** Start of Provided records **

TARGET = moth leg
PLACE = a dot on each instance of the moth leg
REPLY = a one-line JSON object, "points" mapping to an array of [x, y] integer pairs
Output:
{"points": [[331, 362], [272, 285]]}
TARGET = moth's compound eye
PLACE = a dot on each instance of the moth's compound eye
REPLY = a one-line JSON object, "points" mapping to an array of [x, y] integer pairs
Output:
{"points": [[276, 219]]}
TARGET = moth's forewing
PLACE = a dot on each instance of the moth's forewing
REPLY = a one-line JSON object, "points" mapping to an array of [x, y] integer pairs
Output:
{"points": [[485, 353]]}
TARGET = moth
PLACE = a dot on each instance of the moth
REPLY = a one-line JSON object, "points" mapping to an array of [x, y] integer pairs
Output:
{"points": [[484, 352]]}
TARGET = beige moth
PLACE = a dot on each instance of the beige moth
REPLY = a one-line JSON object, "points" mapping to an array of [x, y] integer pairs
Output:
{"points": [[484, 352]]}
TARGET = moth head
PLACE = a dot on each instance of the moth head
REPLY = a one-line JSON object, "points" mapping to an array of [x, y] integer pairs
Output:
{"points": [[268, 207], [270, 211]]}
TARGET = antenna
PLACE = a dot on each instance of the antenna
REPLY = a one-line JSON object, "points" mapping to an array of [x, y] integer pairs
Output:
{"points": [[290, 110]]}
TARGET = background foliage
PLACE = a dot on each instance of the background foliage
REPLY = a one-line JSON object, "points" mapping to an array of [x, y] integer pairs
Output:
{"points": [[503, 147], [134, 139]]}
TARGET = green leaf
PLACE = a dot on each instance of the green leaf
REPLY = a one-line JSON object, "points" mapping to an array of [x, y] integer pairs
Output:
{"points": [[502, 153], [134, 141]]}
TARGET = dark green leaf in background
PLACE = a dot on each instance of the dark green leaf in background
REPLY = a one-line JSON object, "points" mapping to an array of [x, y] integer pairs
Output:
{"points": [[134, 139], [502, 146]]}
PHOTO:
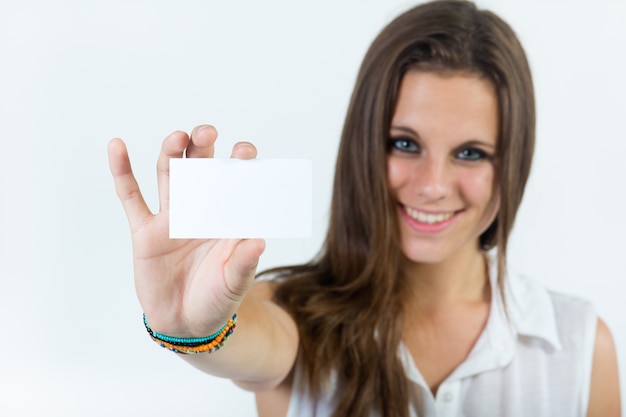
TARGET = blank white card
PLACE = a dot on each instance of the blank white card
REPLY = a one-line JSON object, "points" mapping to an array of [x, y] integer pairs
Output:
{"points": [[234, 198]]}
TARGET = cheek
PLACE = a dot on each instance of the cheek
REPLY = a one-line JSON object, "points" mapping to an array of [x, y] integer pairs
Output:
{"points": [[398, 173], [480, 189]]}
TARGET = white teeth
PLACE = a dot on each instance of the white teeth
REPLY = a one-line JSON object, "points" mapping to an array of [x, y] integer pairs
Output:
{"points": [[428, 218]]}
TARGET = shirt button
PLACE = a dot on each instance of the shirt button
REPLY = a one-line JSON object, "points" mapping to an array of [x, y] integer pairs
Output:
{"points": [[447, 397]]}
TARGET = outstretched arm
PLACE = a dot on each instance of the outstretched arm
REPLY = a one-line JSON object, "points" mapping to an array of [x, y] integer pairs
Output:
{"points": [[191, 287], [604, 398]]}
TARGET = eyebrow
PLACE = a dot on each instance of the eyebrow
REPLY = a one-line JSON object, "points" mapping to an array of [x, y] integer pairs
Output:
{"points": [[469, 142]]}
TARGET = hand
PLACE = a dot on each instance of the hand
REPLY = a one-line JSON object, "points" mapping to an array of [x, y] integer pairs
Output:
{"points": [[186, 287]]}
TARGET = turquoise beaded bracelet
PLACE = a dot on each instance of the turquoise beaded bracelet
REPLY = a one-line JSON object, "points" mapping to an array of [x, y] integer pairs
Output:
{"points": [[186, 341]]}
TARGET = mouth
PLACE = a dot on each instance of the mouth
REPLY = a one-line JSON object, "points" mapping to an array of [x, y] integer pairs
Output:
{"points": [[428, 218]]}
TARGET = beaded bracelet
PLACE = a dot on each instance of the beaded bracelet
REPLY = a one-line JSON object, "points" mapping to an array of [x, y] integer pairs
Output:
{"points": [[207, 344]]}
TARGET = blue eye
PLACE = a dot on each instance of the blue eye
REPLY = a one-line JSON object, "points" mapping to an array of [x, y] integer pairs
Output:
{"points": [[471, 154], [403, 145]]}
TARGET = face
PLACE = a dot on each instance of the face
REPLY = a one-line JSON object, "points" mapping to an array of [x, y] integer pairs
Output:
{"points": [[441, 164]]}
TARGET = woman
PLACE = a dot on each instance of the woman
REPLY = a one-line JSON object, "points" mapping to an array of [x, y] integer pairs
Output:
{"points": [[404, 311]]}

** End of Provided records **

> Your task:
Repeat the data above exactly, but not the pictures.

> Solved problem:
TARGET = moth leg
PLACE = a dot on each instance of the moth leg
REPLY = a one-line JSON object, "points" mapping to an array of [x, y] integer pairs
Output:
{"points": [[331, 362], [272, 285]]}
TARGET = moth's compound eye
PLACE = a dot on each instance of the moth's compound eye
REPLY = a one-line JSON object, "points" mapping to an array of [x, y] integer pairs
Output:
{"points": [[276, 219]]}
TARGET = moth's forewing
PLACE = a dot on each instance of the moth's forewing
REPLY = a one-line JSON object, "points" mapping to an array of [x, y] integer pairs
Output:
{"points": [[485, 353]]}
TARGET = moth
PLACE = a dot on each instance of the moth
REPLY = a one-line JSON object, "points" mapping to an array of [x, y] integer pairs
Output:
{"points": [[484, 352]]}
TARGET = beige moth
PLACE = a dot on each instance of the beige moth
REPLY = a one-line JSON object, "points" mapping to an array of [x, y] integer pairs
Output:
{"points": [[484, 352]]}
TARGET = moth head
PLACE = a dot on each instance of the moth head
REPLY = a one-line JSON object, "points" mapping to an array of [x, y] integer pairs
Output:
{"points": [[268, 207], [270, 211]]}
TARGET = antenna
PLACE = a dot on each instance of the antenna
REPLY = a one-line JSON object, "points" mapping to an array of [x, y] integer pairs
Output:
{"points": [[290, 110]]}
TARGET = background foliage
PLACE = a dot on each instance of the background foliage
REPLY = a one-line JSON object, "points" mapping to an array of [x, y] integer pairs
Output:
{"points": [[503, 147], [134, 139]]}
TARGET = green leaf
PLACE = a dot on each instance of the green leaf
REPLY = a one-line JSON object, "points" mapping to an array of [x, y] integer pairs
Output:
{"points": [[502, 153], [134, 141]]}
TARGET = dark green leaf in background
PLACE = a dot on each instance of the dark green leaf in background
REPLY = a one-line JSON object, "points" mapping to an array of [x, y] integer pairs
Output:
{"points": [[134, 139], [502, 146]]}
PHOTO:
TARGET = blank white card
PLACE = a dot on each instance of the blank white card
REPLY = a one-line JSON object, "points" mapping to an array of [x, y] integer pairs
Output:
{"points": [[234, 198]]}
TARGET = cheek
PLACE = a dot on each instance of the cheek
REPLY = a one-line JSON object, "points" mapping to an array of [x, y] integer pairs
Output:
{"points": [[398, 173], [480, 189]]}
TARGET = white teeth
PLACE = a dot on each instance of the white teeth
REPLY = a one-line JSON object, "points" mapping to an array of [x, y] integer pairs
Output:
{"points": [[428, 218]]}
TARGET = shirt button
PLACE = a dot on each instance of the shirt button
REPLY = a one-line JSON object, "points" mapping to an array of [x, y] integer pairs
Output:
{"points": [[447, 397]]}
TARGET = outstretched arm
PLACE = a dot on each instance of the outstretched arm
REPLY = a one-line JSON object, "points" mapping to an array of [x, y] integer pairs
Output:
{"points": [[191, 287], [604, 398]]}
TARGET = eyebrow
PLACE = a dot on each instance of the eyebrow
REPLY = a one-line JSON object, "points" mapping to an array of [x, y] integer pairs
Output:
{"points": [[469, 142]]}
TARGET = hand
PLACE = a dot on each instance of the hand
REPLY = a one-line JSON object, "points" mapping to an array of [x, y] integer pairs
Output:
{"points": [[186, 287]]}
TARGET = turquoise beaded bracelet
PLACE = a dot on each instance of the turquoise beaded bracelet
REPLY = a one-line JSON object, "points" mapping to an array of [x, y] integer pairs
Output:
{"points": [[186, 341]]}
TARGET = mouth
PLACE = a dot on each instance of the mouth
REPLY = a one-line JSON object, "points" mapping to an array of [x, y] integer pairs
Output:
{"points": [[428, 218]]}
TARGET = beaded bracelet
PLACE = a dot on each instance of the beaded bracelet
REPLY = a one-line JSON object, "points" mapping to an array of [x, y] integer pairs
Output:
{"points": [[207, 344]]}
TARGET = blue eye
PLACE = a dot on each instance of the blue eye
REPLY = a one-line JSON object, "points" mapping to an array of [x, y] integer pairs
Output:
{"points": [[471, 154], [403, 145]]}
TARGET = face
PLACE = a dot on each instance of the face
REPLY = a one-line JSON object, "points" mapping to an array of [x, y] integer pairs
Output:
{"points": [[441, 164]]}
TARGET = woman
PLACE = a dot on each instance of the woman
REPLY = a one-line JSON object, "points" mapping to an array of [x, y] integer pairs
Output:
{"points": [[404, 311]]}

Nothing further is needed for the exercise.